— Task details —
Every single entry that follows is to be retyped exactly.

(Items from a data source)
------------------------------------------------------------
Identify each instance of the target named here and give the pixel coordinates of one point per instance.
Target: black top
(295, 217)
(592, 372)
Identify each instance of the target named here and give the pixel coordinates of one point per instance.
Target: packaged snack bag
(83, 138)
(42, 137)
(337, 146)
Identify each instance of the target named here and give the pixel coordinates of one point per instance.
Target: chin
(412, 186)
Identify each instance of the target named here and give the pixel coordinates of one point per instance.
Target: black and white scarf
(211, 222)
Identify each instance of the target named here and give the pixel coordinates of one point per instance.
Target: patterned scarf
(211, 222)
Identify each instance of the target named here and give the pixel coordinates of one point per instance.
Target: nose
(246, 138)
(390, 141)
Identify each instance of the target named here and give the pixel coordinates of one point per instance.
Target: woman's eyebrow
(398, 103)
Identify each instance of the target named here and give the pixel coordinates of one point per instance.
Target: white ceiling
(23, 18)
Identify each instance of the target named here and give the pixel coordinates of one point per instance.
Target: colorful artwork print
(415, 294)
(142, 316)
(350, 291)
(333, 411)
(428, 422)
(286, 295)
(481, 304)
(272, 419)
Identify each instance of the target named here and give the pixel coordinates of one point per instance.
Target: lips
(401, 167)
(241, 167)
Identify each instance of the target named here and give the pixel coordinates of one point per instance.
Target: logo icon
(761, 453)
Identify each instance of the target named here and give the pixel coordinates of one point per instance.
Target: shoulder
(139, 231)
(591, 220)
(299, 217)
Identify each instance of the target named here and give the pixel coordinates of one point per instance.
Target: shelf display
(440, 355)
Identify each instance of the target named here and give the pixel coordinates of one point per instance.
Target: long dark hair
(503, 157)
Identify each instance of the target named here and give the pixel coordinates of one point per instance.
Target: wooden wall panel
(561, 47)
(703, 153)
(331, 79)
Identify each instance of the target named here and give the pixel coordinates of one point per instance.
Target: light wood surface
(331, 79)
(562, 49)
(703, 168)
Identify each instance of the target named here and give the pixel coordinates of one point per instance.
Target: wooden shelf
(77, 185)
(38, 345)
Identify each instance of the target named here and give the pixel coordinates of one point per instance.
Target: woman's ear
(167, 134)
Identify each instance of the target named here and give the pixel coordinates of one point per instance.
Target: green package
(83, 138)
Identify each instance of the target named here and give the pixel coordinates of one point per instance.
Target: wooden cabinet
------------------------------------------------------------
— Answer to the problem —
Identify each instance of the target named here and give the pixel coordinates of one point per instance.
Target: black top
(295, 217)
(592, 372)
Identify each instance of the target named here and give the pixel coordinates of one point per instance.
Target: packaged snack bag
(83, 138)
(42, 137)
(337, 146)
Identify each instance of the target named here and give the pixel coordinates of one point per instance.
Target: chin
(412, 186)
Identify each instance of the target named here and give the pixel coordinates of one point per instance.
Target: black and white scarf
(211, 222)
Identify each instance of the target named here and give the pixel coordinates of one point per instance.
Target: patterned scarf
(211, 222)
Identify each instance of the target named here and give the pixel coordinates of one point per instance.
Target: nose
(246, 138)
(390, 141)
Identify each instance of the target named here and give the pixel coordinates of one point per instance.
Target: woman's eyebrow
(398, 103)
Identify each instance of the target named here and give the pixel coordinates of one point per instance.
Target: white ceiling
(23, 18)
Identify each instance of the target named here and give the pixel coordinates of one point per instance.
Target: colorful artwork print
(415, 294)
(142, 316)
(350, 291)
(333, 411)
(428, 422)
(286, 295)
(481, 304)
(272, 419)
Identify each instance of the target named here and give the pixel coordinates of one point per instance.
Target: lips
(401, 167)
(241, 167)
Identify each instance of the target named here and give the pixel coordinates of one point per instance.
Target: logo icon
(761, 453)
Identify each instance of the target named here and give the pixel coordinates of one point per instance.
Target: shoulder
(139, 231)
(591, 220)
(299, 217)
Identify each instance of the target named here and give the pixel coordinates of one point per instance.
Target: shelf display
(440, 355)
Identify each instance of the target named here and give the pixel coordinates of one point per instance.
Target: long dark hair
(503, 157)
Identify each instance of the target named here and give the pixel coordinates of one point per instance.
Target: wooden wall panel
(561, 47)
(703, 153)
(331, 79)
Identify each instance of the target named here and give the pixel coordinates of one point per instance.
Target: light wood surface
(331, 79)
(562, 49)
(703, 168)
Identify each instance of the target named here and give the pixel coordinates of one point per instance.
Target: wooden shelf
(77, 185)
(38, 345)
Identify each instance of the target named here and give the pixel coordinates of one point per instance.
Target: woman's ear
(167, 134)
Identify each instance of the target named here and give the pixel coordinates of one point per instance.
Target: green package
(83, 138)
Identify each instance of the target named here and give the pixel coordinates of one point per instance.
Target: wooden cabinet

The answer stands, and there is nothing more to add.